(Page text):
----------------------------------------

This forum has been archived. All content is frozen. Please use KDE Discuss instead.

performance of eigen

Tags: None
(comma "," separated)
PNSH
Registered Member
Posts
2
Karma
0

performance of eigen

Sun Dec 13, 2009 5:43 am
According to benchmark, eigen is much better than atlas on M * M. However, I tested on some PCs (core duo/core2 quad), eigen 2.0.10/atlas 3.8, single thread.

The results showed M(1500,1500)*N(1500,1500) cost more or less the time on eigen and atlas. Actually, atlas was a little faster.

I also compared matrix element accessing of ublas and eigen dynamic matrices. They are almost the same.

Did I missing any optimizations?

----------------------------------------

(Record set):
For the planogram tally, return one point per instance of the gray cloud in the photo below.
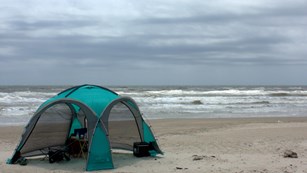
(156, 42)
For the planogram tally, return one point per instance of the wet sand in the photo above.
(195, 145)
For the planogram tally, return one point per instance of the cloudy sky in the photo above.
(161, 42)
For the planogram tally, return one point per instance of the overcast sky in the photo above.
(161, 42)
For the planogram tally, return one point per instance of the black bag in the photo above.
(141, 149)
(57, 156)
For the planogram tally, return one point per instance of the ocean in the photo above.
(18, 103)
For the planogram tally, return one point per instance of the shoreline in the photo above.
(196, 145)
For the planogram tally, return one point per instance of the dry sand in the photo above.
(196, 145)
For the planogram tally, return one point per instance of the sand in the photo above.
(195, 145)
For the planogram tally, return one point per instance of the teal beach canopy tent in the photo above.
(112, 121)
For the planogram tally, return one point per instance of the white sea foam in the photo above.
(19, 104)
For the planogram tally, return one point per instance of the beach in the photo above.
(239, 145)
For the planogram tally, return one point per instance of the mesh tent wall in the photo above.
(112, 122)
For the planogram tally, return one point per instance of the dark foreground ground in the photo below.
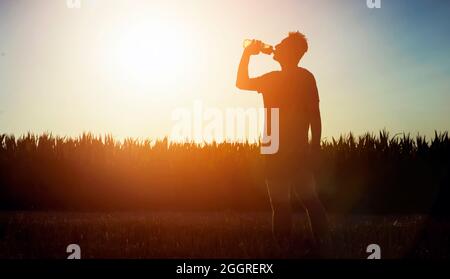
(209, 235)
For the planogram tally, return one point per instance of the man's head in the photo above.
(291, 49)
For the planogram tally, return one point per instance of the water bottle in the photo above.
(265, 48)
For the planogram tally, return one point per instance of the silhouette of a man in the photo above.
(289, 172)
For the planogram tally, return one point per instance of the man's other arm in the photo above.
(315, 120)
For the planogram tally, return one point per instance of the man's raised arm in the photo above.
(243, 81)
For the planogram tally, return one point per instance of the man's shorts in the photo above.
(290, 174)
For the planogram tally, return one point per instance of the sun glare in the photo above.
(151, 56)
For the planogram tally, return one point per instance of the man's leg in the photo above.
(279, 194)
(317, 217)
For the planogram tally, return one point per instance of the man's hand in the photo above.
(254, 48)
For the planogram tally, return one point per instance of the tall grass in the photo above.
(368, 173)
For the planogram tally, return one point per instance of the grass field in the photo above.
(209, 235)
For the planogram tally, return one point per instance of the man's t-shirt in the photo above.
(294, 93)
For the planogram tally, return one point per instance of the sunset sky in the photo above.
(122, 67)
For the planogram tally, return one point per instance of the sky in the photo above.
(122, 67)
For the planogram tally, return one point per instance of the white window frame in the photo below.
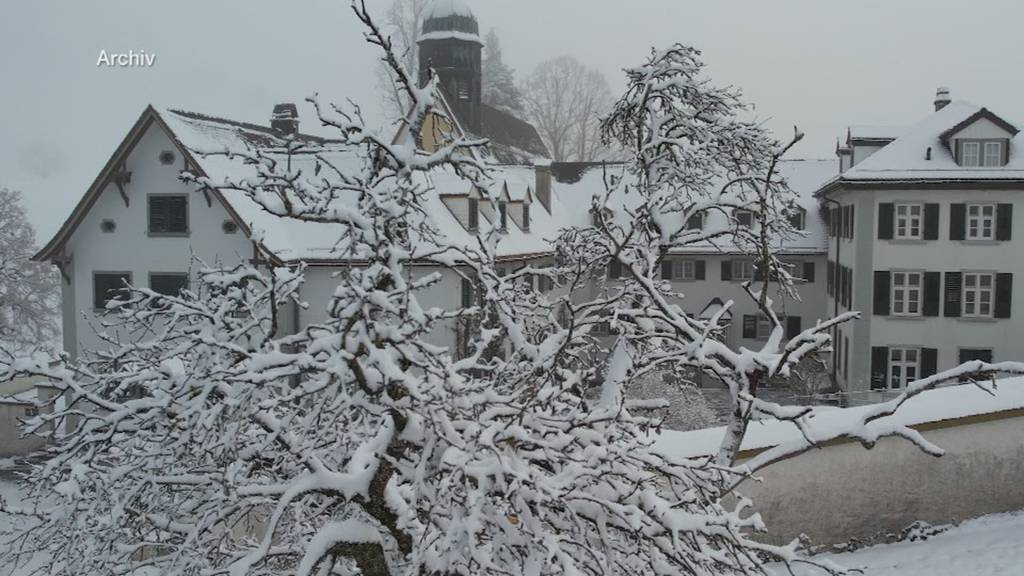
(904, 224)
(977, 300)
(740, 266)
(972, 159)
(988, 159)
(684, 270)
(904, 294)
(980, 225)
(900, 370)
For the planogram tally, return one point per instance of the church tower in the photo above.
(450, 42)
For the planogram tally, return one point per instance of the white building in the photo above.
(925, 242)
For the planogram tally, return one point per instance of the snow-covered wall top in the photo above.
(932, 406)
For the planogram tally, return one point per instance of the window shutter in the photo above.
(880, 367)
(957, 221)
(667, 270)
(1004, 221)
(750, 326)
(809, 272)
(929, 362)
(882, 287)
(793, 326)
(886, 213)
(1004, 294)
(931, 221)
(933, 293)
(952, 303)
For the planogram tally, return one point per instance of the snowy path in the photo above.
(991, 545)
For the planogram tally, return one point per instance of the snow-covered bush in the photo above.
(210, 444)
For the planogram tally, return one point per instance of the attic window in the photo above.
(474, 214)
(744, 217)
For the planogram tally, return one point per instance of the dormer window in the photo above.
(976, 154)
(474, 214)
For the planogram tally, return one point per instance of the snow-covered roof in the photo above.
(947, 403)
(906, 158)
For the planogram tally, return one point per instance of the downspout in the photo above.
(835, 289)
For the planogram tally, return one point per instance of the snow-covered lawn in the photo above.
(991, 545)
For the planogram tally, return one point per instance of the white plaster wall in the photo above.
(844, 491)
(130, 248)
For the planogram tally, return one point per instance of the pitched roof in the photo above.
(906, 158)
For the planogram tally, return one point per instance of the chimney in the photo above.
(542, 171)
(941, 97)
(285, 119)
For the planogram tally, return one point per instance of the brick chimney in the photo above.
(941, 97)
(542, 172)
(285, 119)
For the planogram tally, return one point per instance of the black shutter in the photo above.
(957, 221)
(793, 326)
(809, 272)
(931, 221)
(882, 287)
(929, 362)
(886, 214)
(750, 326)
(1004, 294)
(951, 306)
(933, 293)
(1004, 221)
(667, 270)
(880, 367)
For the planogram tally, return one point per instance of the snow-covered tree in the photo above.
(565, 100)
(29, 291)
(214, 445)
(499, 85)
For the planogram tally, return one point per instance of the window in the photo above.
(977, 296)
(904, 367)
(980, 221)
(683, 270)
(906, 293)
(474, 214)
(970, 154)
(797, 217)
(169, 284)
(742, 271)
(168, 214)
(993, 154)
(107, 286)
(744, 217)
(908, 221)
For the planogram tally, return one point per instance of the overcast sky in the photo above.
(820, 65)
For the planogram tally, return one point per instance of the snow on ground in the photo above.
(986, 546)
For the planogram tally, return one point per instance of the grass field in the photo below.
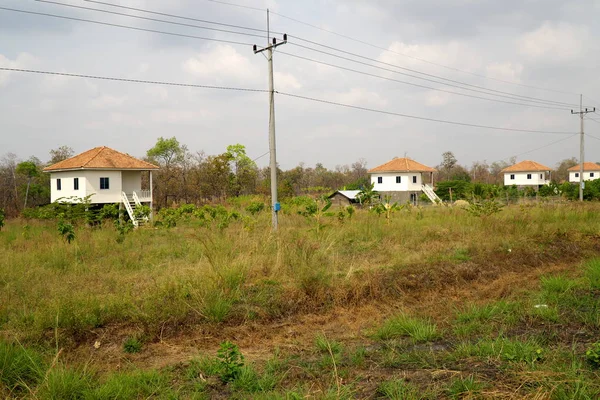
(437, 303)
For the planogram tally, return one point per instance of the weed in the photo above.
(231, 361)
(593, 354)
(325, 345)
(461, 387)
(19, 367)
(399, 390)
(418, 329)
(132, 345)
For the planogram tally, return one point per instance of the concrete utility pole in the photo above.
(275, 207)
(581, 113)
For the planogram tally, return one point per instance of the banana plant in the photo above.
(388, 208)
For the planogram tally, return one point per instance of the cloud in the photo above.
(360, 96)
(23, 60)
(457, 54)
(224, 64)
(505, 71)
(285, 81)
(554, 42)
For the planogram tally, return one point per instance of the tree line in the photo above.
(187, 177)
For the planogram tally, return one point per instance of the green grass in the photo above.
(469, 325)
(420, 330)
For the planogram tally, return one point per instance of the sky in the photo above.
(522, 50)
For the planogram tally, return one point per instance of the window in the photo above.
(104, 183)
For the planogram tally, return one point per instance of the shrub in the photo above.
(593, 354)
(419, 330)
(19, 367)
(231, 361)
(132, 345)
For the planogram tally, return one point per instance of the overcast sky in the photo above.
(547, 44)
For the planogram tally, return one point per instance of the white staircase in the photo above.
(428, 190)
(131, 203)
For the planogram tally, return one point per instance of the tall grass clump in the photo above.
(419, 330)
(19, 368)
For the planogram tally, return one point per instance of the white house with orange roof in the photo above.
(105, 175)
(402, 179)
(527, 173)
(591, 171)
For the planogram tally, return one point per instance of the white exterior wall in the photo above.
(586, 176)
(537, 179)
(67, 185)
(110, 195)
(132, 181)
(389, 182)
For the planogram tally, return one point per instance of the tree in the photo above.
(30, 170)
(562, 174)
(60, 154)
(167, 152)
(243, 170)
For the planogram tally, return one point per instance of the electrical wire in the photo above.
(538, 148)
(177, 16)
(124, 26)
(322, 101)
(281, 93)
(151, 19)
(107, 78)
(416, 58)
(479, 89)
(418, 85)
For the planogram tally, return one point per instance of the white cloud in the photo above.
(222, 63)
(23, 60)
(554, 42)
(456, 54)
(506, 71)
(285, 81)
(360, 96)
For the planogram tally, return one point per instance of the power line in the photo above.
(107, 78)
(176, 16)
(479, 89)
(416, 58)
(237, 5)
(418, 85)
(538, 148)
(418, 117)
(151, 19)
(124, 26)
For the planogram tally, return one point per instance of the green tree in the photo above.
(60, 154)
(30, 170)
(167, 152)
(243, 170)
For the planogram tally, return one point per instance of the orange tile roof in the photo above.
(402, 165)
(527, 166)
(101, 158)
(589, 166)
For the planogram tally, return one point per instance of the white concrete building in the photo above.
(105, 175)
(402, 179)
(591, 171)
(527, 173)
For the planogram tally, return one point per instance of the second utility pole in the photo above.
(581, 143)
(275, 207)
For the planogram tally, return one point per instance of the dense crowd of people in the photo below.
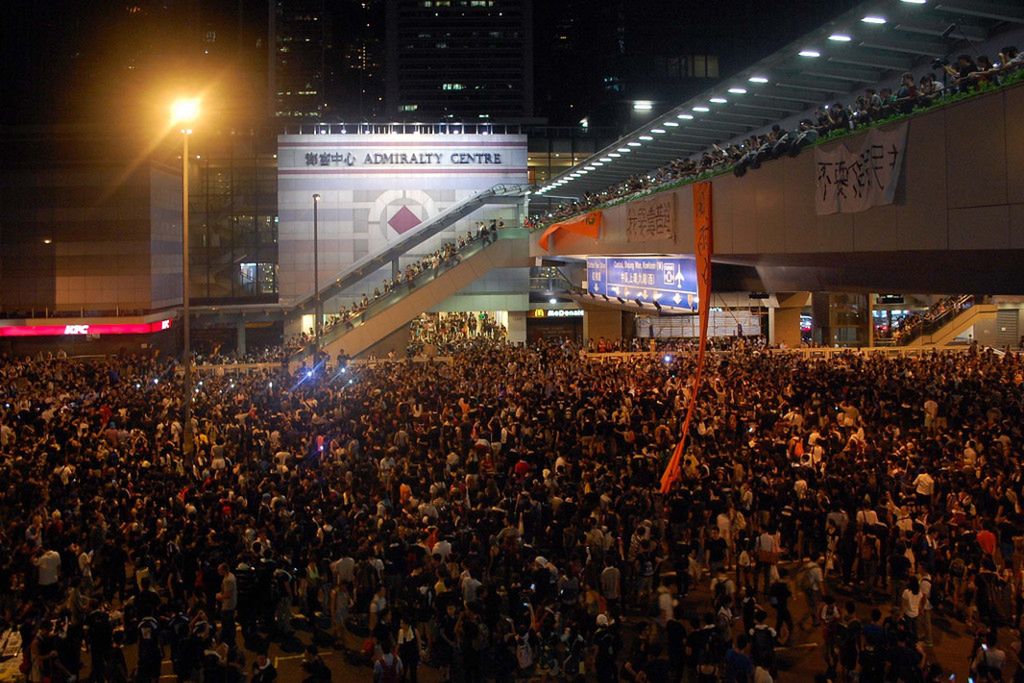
(446, 331)
(873, 105)
(498, 516)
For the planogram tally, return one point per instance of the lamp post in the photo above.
(316, 314)
(183, 113)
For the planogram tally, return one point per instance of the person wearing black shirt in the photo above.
(676, 636)
(100, 642)
(778, 597)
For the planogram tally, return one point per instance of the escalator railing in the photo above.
(337, 327)
(370, 264)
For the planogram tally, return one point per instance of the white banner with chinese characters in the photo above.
(652, 219)
(850, 180)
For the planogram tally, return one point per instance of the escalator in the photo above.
(372, 263)
(389, 312)
(944, 332)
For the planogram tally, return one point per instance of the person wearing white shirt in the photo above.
(924, 487)
(48, 564)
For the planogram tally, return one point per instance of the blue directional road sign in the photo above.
(671, 281)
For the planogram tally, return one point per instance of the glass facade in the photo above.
(233, 218)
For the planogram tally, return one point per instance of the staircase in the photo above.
(390, 312)
(340, 282)
(953, 327)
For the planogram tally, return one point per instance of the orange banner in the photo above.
(702, 248)
(587, 225)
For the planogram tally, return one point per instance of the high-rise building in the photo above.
(356, 70)
(299, 44)
(459, 59)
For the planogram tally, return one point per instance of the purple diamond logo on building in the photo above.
(403, 220)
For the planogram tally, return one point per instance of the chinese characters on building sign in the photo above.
(853, 180)
(651, 220)
(402, 159)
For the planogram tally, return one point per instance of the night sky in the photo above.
(71, 60)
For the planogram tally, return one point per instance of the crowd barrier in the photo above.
(273, 366)
(813, 352)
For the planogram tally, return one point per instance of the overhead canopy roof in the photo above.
(873, 43)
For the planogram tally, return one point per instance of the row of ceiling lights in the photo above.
(875, 19)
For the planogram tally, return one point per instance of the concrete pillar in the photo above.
(783, 322)
(870, 319)
(517, 327)
(240, 338)
(601, 323)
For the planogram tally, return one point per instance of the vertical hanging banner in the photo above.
(652, 219)
(702, 248)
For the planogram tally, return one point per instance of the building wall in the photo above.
(961, 194)
(365, 206)
(83, 237)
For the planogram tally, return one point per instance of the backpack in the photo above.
(389, 672)
(523, 653)
(762, 645)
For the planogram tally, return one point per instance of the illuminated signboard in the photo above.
(79, 330)
(375, 188)
(558, 312)
(671, 281)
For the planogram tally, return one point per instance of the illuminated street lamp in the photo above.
(317, 314)
(184, 113)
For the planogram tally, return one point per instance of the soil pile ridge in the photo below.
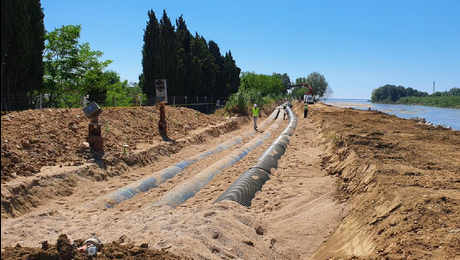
(402, 182)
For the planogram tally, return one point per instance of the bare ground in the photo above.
(351, 185)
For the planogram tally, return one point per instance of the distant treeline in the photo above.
(391, 94)
(191, 65)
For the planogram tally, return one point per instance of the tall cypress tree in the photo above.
(219, 61)
(184, 39)
(169, 56)
(22, 49)
(152, 66)
(232, 74)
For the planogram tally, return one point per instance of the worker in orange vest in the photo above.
(255, 115)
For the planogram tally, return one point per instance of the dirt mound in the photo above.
(33, 139)
(397, 196)
(64, 250)
(402, 180)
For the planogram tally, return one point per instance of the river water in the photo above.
(443, 116)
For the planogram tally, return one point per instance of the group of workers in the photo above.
(255, 113)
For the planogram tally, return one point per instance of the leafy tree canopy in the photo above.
(71, 69)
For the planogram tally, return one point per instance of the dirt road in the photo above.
(352, 184)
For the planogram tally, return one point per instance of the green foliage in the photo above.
(120, 93)
(22, 45)
(285, 79)
(71, 69)
(318, 84)
(257, 89)
(264, 84)
(392, 93)
(401, 95)
(191, 65)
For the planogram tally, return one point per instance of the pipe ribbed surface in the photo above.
(190, 187)
(157, 178)
(250, 182)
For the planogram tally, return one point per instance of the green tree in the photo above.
(286, 80)
(183, 38)
(169, 54)
(71, 69)
(152, 65)
(121, 93)
(319, 85)
(22, 48)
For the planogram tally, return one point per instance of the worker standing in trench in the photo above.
(255, 115)
(305, 110)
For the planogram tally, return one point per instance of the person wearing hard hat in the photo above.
(255, 115)
(305, 110)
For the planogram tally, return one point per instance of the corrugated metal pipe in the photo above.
(244, 188)
(159, 177)
(190, 187)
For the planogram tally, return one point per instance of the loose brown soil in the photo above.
(352, 184)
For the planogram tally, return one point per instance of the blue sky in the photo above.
(357, 45)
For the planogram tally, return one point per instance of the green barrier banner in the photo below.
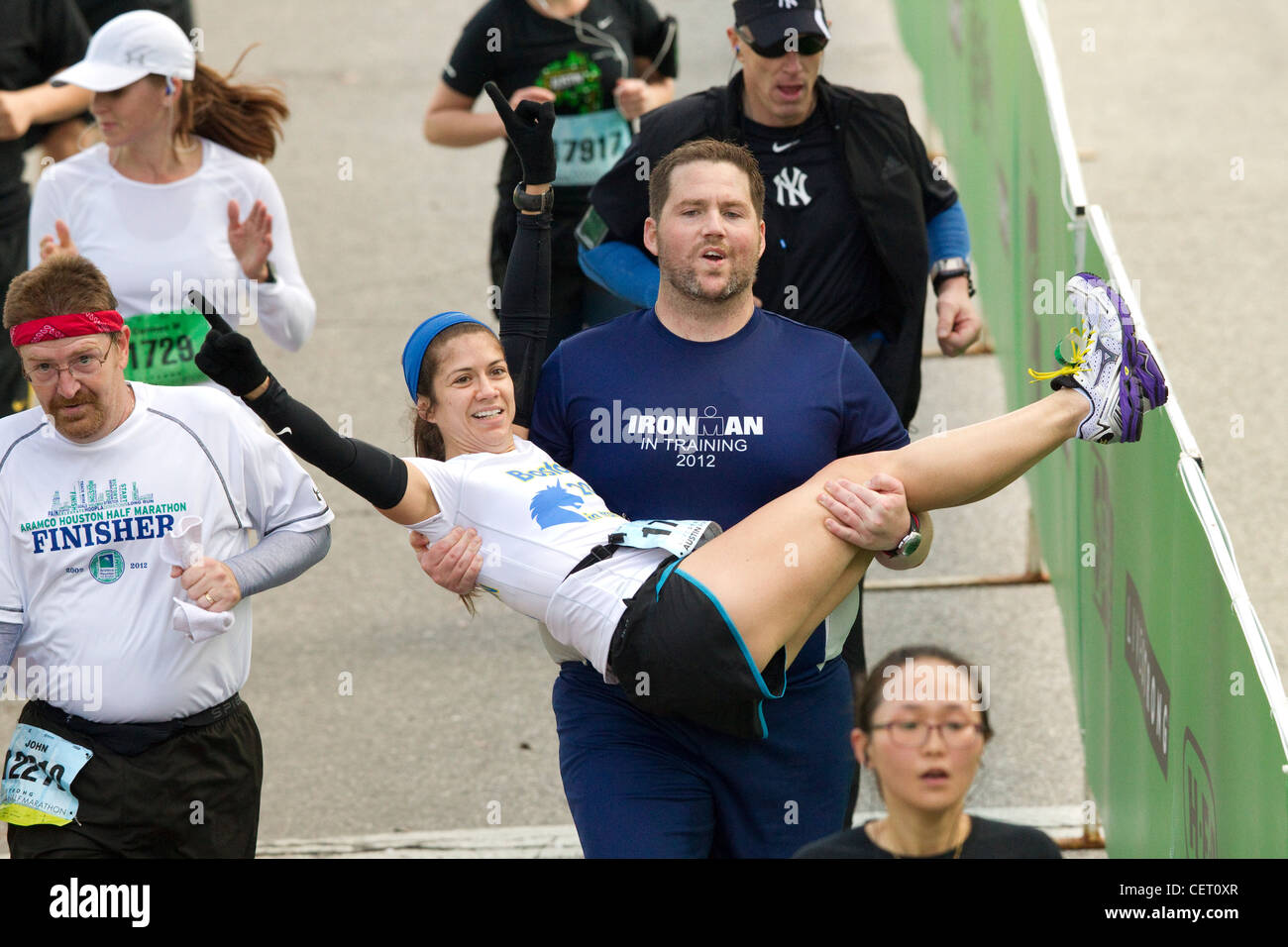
(1183, 714)
(162, 347)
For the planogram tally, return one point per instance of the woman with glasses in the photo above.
(922, 724)
(174, 198)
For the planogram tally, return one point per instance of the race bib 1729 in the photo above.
(162, 347)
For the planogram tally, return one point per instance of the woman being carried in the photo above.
(691, 622)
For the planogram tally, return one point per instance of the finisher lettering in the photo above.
(60, 539)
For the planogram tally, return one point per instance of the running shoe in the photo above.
(1108, 364)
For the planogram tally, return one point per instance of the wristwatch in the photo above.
(910, 543)
(533, 202)
(949, 266)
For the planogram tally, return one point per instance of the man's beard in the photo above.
(86, 423)
(686, 278)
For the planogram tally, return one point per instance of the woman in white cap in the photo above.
(175, 197)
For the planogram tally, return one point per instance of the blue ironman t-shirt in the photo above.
(668, 428)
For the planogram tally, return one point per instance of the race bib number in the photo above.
(162, 347)
(677, 536)
(39, 768)
(587, 146)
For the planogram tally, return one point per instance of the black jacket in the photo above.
(892, 180)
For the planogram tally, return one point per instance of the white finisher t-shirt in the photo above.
(80, 565)
(154, 243)
(536, 521)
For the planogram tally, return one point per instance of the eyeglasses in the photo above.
(81, 368)
(915, 733)
(807, 44)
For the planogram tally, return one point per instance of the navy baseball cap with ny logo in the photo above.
(771, 20)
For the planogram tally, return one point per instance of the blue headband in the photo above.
(413, 354)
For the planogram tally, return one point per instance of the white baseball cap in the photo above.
(128, 48)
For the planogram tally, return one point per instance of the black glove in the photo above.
(227, 356)
(529, 129)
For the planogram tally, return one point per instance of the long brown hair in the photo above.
(426, 437)
(244, 118)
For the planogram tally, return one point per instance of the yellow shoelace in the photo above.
(1081, 350)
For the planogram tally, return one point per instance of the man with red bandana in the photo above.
(125, 570)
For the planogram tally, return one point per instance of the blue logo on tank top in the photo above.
(555, 505)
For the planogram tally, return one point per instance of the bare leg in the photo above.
(780, 571)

----------------------------------------

(Given exercise):
Please decide whether each statement below agrees with the Eigen performance post, answering yes or no and quoting the words of the post that settle it.
1. The tests were run using a single thread.
2. Eigen beat ATLAS when multiplying the two 1500 by 1500 matrices.
3. Element access in ublas and Eigen dynamic matrices turned out nearly equal.
The records play no part in this work.

(Output below):
1. Yes: "single thread."
2. No: "Actually, atlas was a little faster."
3. Yes: "They are almost the same."